***** STORED DATA

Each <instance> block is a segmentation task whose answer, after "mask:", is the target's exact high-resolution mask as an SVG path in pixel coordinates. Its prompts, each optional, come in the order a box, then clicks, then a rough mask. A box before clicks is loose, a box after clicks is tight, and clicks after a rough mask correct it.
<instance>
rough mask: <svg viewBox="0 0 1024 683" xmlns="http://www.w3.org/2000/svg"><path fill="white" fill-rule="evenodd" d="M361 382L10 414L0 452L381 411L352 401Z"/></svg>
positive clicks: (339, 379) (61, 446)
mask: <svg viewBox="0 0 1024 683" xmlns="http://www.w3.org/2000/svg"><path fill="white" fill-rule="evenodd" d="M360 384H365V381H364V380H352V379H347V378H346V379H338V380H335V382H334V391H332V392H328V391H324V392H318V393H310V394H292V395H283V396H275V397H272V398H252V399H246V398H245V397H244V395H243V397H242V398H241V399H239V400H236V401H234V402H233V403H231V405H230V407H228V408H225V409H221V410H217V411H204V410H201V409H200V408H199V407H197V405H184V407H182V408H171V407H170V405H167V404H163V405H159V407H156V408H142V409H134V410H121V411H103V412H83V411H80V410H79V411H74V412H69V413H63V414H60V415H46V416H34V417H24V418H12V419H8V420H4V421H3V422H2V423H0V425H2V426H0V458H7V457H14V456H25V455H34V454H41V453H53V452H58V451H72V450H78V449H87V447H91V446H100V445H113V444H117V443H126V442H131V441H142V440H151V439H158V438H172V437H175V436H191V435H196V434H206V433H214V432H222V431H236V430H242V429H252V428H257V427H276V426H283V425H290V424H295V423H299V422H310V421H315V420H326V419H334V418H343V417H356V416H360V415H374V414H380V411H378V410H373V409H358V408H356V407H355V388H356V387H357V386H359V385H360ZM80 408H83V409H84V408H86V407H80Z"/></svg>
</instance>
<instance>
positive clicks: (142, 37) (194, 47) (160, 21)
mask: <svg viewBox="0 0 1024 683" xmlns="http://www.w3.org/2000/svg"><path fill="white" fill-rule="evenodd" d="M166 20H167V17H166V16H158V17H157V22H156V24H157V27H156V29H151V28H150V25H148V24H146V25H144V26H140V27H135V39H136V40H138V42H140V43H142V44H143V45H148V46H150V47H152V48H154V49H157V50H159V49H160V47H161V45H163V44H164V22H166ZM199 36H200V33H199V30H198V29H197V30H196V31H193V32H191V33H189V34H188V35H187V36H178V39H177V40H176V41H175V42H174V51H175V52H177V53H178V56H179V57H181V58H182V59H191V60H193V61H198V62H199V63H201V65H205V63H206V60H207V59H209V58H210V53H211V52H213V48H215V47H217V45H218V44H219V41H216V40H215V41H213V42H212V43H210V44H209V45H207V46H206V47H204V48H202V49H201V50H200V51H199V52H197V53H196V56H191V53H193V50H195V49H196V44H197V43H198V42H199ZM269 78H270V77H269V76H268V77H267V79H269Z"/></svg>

**********

PROBLEM DESCRIPTION — Restate the data verbatim through the "rough mask: <svg" line.

OUTPUT FOR THIS TASK —
Each <instance> block is a segmentation task whose answer, after "mask:", is the target's exact high-resolution mask as an SVG path in pixel coordinates. Its prompts, each optional, come in the order a box, then clicks, then a rough mask. A box before clicks is loose, a box after clicks is tight, and clicks after a rough mask correct it.
<instance>
rough mask: <svg viewBox="0 0 1024 683" xmlns="http://www.w3.org/2000/svg"><path fill="white" fill-rule="evenodd" d="M361 382L10 414L0 452L381 411L352 401Z"/></svg>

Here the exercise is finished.